▶ **SOAL 1**: Menurut teks bacaan tentang Muhammad sebagai sosok anti-utopia, mengapa tidak mengherankan jika suatu saat Muhammad akan diberi imbalan berupa kedudukan sebagai raja? Jawablah dalam satu sampai tiga kalimat.
▶ **SOAL 2**: Sambunglah teks bacaan tentang Muhammad sebagai sosok anti-utopia, dimulai setelah kalimat terakhirnya.

▶ **TEKS BACAAN**:
****************************************

Akhirnya mereka runtuh dalam waktu yang relatif singkat, jauh sebelum tatanan
yang diimajinasikan dapat terbentuk sempurna. Rasanya, semuanya menjadi utopi
yang nikmat menjadi dongeng imajinasi anak sebelum tidur.
Muhammad
anti-utopian
Secara de
facto, Muhammad muda adalah raja tanpa mahkota di tanah Arab, di usianya
yang masih tergolong muda. Perpaduan sempurna manusia kekasih Allah SWT,
mendapatkan gelar dan kedudukan tinggi dari Bangsa Arab dengan julukan Al Amin.
Dengan kecerdasan dan kebijaksanaan yang luar biasa, dengan secarik kain
persegi, ia mendamaikan 4 kubu Arab yang hampir berperang berebut untuk
mengembalikan Hajar Aswad ke tempatnya. Pada masanya, Muhammad muda adalah Satriya piningit bagi Bangsa Arab, maka
tidak heran suatu saat Muhammad akan diberi imbalan berupa kedudukan sebagai
raja dan berhak memilih wanita yang paling dia sukai asal dia tidak menganut
agama tauhid yang diwahyukan kepadanya.

****************************************

▶ **DATA YANG DISEDIAKAN**:
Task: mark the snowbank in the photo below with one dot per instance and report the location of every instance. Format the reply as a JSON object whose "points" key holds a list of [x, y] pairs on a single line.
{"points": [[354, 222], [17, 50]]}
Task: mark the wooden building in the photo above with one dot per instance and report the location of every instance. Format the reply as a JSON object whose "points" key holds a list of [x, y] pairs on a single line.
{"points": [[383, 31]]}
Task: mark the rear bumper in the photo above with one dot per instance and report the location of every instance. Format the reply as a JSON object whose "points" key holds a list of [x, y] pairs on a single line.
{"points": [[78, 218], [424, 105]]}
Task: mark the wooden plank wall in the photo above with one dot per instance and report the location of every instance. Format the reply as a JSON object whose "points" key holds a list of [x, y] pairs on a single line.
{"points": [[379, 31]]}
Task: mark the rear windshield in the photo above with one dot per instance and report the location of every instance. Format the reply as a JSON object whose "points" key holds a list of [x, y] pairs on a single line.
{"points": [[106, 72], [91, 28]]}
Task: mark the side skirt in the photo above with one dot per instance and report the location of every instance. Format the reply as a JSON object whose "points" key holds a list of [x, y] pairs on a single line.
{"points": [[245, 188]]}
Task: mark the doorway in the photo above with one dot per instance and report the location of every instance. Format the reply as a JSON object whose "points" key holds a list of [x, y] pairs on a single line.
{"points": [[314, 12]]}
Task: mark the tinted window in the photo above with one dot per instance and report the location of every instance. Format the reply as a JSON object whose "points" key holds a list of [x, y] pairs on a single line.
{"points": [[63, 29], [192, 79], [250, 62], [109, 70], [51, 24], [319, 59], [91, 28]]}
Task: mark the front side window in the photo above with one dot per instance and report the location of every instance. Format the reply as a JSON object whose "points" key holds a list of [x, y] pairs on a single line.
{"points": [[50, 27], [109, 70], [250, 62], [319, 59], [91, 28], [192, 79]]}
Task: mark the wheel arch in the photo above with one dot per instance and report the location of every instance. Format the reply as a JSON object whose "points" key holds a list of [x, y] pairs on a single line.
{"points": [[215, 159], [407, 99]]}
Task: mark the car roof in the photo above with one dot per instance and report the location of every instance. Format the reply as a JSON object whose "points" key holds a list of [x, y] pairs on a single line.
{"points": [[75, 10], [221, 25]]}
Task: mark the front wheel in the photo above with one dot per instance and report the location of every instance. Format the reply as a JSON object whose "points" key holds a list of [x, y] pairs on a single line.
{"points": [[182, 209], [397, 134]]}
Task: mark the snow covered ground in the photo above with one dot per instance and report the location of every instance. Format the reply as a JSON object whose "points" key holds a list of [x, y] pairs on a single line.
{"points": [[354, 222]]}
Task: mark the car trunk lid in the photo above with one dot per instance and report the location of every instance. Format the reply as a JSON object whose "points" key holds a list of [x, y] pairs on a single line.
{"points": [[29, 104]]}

****************************************

▶ **JAWABAN YANG DIHARAPKAN 1**: Hal itu tidak mengherankan karena pada masanya Muhammad muda adalah Satriya piningit bagi Bangsa Arab.

▶ **JAWABAN YANG DIHARAPKAN 2**:
Dari sinilah sejarah baru dimulai. Sebelum
Muhammad bin Abdullah lahir, Ka’bah adalah pusat agama pagan dan penyembah
berhala. Di sekelilingnya berdiri ratusan patung sesembahan bangsa Arab yang
dipuja-puji agar mendatangkan keselamatan. Mereka percaya adanya Allah, namun
mereka tetap menyembah berhala buatan tangan mereka sendiri yang diberi nama-nama
sesuka hati.
Muhammad, yang telah diramalkan jauh hari akan
menjadi rasul terakhir untuk umat manusia, telah memiliki peran besar bagi
bangsa Arab bahkan ketika umurnya belum menginjak 40, umur kenabiannya. Muhammad
adalah penggembala dan pedagang yang jujur, memiliki jiwa kepemimpinan yang
tinggi, sekaligus dicintai oleh semua orang, serta dibanggakan oleh Bani Hasyim,
bangsawan leluhur Muhammad dari Abdul Muththalib.
Muhammad bukanlah Plato, bukan juga Utopian Community, bukan juga Ben Anderson
yang hidup dalam imajinasi utopianisme. Muhammad telah sejak lama merenung
memikirkan kaum Arab yang mengaku memiliki peradaban tertinggi namun
berperilaku badui dan tidak mengenal etika. Gengsi dijunjung
setinggi-tingginya, bahkan lebih berharga dari nyawa manusia sekalipun. Kesombongan
menjadi baju para bangsawan Arab yang musyrik.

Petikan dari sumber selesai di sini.